One of my favorite lines in all of the Christmas hymns is buried in O Holy Night. I sang it for my whole life and never noticed it until I was writing out the lyrics a few years ago. It is this:

Chains he shall break

for the slave is our brother.

One of the amazing facts of vulnerable conversation with friends is that when we actually talk to each other - like when we really say what we mean - we realize that none of us are OK. We are all enslaved to something or another, often really dark things that run counter to the life we are otherwise trying to present to the world.

We need help. And we need to be open to each other about that help. We need to let the light in.

Christ is the light of the world, and light exposes the darkness. For this reason, it is an incarnational practice to be light in each other's lives by talking about what is actually true. By being vulnerable, and being vulnerable regularly, we bring the Gospel to bear on each other. Lives, in fact, are saved by telling the truth to each other.

So friendship - and the practices of friendship - are fundamental to lives of loving God and neighbor.

It is always been true that we need friends. Of course God made us that way, we are formed in the image of trinitarian friendship of God so that even Adam was lonely with God in the garden of Eden until God gave him his first friend in Eve.


And how much more so do we need it in a place that encourages us to curate or every moment online, to show off our best to the world, and yet simultaneously allows us to have a completely secret life on the internet. How badly in this world do we need a real friend to hear our secrets that we spend our lives otherwise so desperately trying to hide.


In habits of intentional and vulnerable conversation, we form friendships that embody Christ’s gospel to us by saying “I know you completely and I am sticking around anyway.”

This is not just something that is nice for our life, it is an act of love for neighbor. Many of us could search the streets all day long for a man beaten in the road, longing to be the good Samaritan but we won't find one. However, should we get past our neighbor's front door, we will find the majority of people leading lives of quiet desperation, and there is no medication for the anxiety and depression that riddles the common American like a friend that comes back week after week, looking to spend some time telling the truth.


Advent Edition!

While the regular Common Rule (the "non-Advent Edition", if you will) includes the weekly practice of setting aside an hour of intentional conversation with a friend (more on that here) the idea of the Advent Edition is just to have one long evening of conversation with a friend.

This might be a family member you see over the holidays who you ask to set aside some time with. If you do that, I recommend getting away from the house and actually blocking out the time. Often it's tremendously exciting to be asked by someone to spend some good one on one catch up time - perhaps that's a gift you could give to someone around Christmas. 


A more likely scenario would be to schedule a time with a close friend and make an evening of it, talking about how this year went, and what the hopes you have for next are. A fire and some good drinks won't hurt.


Finally, consider planning it out. It's incredible the amount of time and effort we give holiday parties (which can be terrific fun) but what if you gave even a fraction of that planning and prepping effort to an evening of conversation with a friend? It might forever alter your lives. It's worth thinking about.

If you're looking for some kick-off questions, try these:

- Who is your best friend right now?

- Who is worst enemy right now?

- What are you proudest of this year?

- What do you most regret this year?

All of that said, there is really only one really important thing to say here: Find someone you love, and tell the truth to each other. All of it.

•••

### Task item
Answer these questions about the text on friendship and O Holy Night.
1. Which Christmas hymn holds the line the writer never noticed until writing out the lyrics?
2. How much time does the regular Common Rule set aside each week for intentional conversation with a friend?
3. What does the writer recommend if you ask a family member to set aside time over the holidays?

### Data section

•••

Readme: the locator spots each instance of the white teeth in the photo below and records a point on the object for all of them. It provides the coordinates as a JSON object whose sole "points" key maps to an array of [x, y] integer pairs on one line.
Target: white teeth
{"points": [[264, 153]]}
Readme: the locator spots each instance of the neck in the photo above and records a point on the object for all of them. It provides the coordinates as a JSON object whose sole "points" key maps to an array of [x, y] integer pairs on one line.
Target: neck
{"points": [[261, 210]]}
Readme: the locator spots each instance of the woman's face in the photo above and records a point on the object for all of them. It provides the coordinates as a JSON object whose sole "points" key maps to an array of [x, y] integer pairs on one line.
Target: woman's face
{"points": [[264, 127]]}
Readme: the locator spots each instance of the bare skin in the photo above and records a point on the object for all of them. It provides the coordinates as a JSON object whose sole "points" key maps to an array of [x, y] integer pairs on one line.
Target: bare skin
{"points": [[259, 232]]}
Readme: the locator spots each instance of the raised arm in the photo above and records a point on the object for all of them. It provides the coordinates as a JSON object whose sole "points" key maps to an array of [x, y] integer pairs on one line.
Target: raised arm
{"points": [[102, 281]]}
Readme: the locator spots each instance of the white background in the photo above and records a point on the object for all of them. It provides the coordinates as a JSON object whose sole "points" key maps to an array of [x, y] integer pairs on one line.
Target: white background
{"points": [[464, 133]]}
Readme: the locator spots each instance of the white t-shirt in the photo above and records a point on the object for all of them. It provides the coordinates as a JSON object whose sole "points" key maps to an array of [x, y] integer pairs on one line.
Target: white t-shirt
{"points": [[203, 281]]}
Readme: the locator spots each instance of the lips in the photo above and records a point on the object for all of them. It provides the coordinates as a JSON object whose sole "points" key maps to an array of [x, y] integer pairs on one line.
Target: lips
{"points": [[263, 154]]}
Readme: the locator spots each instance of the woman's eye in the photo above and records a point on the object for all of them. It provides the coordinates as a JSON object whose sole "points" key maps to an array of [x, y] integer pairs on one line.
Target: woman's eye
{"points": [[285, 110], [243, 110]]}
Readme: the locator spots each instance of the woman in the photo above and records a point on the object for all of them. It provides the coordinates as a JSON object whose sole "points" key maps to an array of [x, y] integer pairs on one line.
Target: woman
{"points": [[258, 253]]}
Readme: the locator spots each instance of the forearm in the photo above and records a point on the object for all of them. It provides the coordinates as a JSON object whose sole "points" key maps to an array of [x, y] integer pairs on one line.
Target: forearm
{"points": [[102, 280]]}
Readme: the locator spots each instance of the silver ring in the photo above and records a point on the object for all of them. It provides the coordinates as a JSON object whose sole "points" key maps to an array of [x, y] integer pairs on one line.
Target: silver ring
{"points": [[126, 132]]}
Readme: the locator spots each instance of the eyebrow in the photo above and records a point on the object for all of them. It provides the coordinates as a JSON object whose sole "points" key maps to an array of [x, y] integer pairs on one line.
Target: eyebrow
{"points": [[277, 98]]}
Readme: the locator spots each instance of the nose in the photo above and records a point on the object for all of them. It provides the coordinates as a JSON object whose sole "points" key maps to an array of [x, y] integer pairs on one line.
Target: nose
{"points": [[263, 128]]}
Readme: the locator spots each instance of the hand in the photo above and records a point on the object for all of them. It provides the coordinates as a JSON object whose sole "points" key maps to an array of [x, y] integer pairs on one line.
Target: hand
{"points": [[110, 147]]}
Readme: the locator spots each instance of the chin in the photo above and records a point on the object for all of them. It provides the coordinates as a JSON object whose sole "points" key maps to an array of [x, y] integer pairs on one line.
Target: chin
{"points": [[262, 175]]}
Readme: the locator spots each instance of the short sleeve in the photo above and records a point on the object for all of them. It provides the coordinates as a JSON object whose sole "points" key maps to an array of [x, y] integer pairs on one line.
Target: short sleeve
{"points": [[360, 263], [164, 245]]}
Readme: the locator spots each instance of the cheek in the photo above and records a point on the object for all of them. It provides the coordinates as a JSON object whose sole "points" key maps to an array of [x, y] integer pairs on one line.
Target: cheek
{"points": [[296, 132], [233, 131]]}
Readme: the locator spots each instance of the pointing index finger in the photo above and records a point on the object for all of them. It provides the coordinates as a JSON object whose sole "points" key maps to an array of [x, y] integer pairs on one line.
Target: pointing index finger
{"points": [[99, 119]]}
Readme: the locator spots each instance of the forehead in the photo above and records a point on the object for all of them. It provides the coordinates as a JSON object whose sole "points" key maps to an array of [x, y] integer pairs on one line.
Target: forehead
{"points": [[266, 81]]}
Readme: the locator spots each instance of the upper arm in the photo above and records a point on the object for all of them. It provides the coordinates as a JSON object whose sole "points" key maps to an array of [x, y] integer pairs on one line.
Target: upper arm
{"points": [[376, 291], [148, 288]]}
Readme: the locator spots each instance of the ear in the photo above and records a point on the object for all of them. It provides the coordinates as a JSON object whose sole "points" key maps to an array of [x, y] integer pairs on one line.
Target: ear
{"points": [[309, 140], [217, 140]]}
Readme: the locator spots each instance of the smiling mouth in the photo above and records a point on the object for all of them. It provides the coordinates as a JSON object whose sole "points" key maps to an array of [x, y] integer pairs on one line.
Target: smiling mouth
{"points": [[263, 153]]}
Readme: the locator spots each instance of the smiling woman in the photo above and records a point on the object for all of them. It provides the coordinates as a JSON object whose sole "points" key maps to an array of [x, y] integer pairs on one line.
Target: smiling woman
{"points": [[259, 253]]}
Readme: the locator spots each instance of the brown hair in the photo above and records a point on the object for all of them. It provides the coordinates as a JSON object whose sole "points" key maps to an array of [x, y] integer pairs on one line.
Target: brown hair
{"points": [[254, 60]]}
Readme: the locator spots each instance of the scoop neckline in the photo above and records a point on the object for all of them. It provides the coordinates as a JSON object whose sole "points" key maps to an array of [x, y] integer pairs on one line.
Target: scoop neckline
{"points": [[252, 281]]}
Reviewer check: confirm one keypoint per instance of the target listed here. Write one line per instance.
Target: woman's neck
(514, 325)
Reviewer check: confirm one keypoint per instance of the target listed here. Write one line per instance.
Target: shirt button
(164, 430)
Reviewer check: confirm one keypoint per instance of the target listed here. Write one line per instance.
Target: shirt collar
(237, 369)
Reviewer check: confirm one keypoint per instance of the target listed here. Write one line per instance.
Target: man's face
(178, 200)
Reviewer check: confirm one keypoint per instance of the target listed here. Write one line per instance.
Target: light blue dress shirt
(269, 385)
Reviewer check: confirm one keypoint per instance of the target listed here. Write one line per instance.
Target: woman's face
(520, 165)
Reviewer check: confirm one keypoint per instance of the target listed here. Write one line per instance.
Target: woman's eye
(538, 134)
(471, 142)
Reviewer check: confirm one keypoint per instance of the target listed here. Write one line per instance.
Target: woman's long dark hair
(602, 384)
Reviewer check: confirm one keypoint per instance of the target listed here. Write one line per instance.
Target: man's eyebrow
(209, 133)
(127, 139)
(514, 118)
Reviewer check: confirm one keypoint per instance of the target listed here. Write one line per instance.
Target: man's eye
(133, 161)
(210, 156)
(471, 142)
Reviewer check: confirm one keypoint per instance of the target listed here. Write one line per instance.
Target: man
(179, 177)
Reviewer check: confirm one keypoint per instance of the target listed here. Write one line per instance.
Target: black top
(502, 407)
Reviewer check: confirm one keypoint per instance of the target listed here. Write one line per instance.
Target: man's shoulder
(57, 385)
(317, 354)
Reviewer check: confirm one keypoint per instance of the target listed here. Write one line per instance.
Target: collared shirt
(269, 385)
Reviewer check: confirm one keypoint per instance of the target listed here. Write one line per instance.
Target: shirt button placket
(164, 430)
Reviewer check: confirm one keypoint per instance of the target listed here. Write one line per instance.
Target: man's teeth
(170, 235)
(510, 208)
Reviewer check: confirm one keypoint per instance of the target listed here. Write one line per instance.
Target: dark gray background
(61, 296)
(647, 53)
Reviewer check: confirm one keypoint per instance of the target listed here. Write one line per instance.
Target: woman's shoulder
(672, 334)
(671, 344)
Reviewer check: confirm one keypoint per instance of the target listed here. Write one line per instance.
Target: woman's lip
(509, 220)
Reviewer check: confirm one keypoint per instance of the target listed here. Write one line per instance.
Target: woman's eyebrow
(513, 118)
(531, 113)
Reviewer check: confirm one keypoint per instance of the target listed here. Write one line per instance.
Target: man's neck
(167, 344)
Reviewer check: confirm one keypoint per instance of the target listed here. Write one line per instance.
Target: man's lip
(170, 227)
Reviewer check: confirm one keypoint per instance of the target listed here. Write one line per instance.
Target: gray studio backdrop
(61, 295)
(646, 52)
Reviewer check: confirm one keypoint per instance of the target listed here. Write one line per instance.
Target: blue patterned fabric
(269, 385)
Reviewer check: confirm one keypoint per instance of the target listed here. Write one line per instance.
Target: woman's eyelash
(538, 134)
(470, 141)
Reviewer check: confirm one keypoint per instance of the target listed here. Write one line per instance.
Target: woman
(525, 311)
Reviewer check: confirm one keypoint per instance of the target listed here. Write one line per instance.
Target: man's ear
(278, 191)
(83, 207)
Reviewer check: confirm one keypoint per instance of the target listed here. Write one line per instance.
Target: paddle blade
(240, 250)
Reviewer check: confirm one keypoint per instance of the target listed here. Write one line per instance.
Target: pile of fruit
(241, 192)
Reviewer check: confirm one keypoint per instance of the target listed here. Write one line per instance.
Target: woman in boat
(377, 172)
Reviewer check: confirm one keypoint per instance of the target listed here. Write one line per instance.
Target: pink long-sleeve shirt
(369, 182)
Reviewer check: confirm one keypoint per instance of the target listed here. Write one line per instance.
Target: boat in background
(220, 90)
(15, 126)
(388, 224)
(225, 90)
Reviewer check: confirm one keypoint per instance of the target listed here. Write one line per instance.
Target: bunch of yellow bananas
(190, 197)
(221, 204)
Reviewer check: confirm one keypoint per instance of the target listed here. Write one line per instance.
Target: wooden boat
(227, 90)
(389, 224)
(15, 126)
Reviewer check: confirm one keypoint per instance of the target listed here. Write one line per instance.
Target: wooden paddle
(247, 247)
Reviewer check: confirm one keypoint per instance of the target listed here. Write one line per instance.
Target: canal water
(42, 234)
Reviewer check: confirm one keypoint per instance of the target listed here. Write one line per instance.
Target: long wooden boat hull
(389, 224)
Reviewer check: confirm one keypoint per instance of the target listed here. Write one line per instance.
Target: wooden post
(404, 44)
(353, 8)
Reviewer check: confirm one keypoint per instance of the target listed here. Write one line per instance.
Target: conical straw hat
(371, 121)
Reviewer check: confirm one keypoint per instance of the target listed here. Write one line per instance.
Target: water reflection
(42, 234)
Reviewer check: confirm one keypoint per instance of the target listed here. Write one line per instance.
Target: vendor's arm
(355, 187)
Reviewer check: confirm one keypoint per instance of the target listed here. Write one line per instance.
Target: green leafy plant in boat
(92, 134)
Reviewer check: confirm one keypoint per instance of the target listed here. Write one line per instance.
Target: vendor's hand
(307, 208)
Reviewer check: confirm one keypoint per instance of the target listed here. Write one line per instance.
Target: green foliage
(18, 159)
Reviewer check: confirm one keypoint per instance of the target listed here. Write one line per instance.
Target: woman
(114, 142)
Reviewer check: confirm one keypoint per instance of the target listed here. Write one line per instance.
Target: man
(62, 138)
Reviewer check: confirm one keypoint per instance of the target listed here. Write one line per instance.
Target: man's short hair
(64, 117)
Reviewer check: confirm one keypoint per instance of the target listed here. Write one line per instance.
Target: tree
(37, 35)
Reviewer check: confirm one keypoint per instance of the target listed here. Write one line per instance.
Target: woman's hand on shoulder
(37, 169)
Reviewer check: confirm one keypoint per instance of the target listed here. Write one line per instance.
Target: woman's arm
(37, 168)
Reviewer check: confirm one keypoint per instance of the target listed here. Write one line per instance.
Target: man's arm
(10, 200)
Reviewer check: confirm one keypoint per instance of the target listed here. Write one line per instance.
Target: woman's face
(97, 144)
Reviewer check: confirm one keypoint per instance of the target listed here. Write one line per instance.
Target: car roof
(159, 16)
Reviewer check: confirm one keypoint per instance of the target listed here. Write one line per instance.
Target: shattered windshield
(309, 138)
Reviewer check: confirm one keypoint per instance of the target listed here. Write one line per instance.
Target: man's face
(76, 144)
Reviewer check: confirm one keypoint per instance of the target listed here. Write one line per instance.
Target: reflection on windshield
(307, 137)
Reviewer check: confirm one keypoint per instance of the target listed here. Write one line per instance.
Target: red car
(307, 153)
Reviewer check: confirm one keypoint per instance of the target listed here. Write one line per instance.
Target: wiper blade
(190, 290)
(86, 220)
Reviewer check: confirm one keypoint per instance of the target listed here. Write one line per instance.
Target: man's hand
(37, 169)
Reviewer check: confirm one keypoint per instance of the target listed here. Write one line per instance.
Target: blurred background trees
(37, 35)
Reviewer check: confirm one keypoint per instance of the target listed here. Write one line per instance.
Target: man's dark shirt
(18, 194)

•••

### The completed task
1. O Holy Night.
2. An hour.
3. Getting away from the house and actually blocking out the time.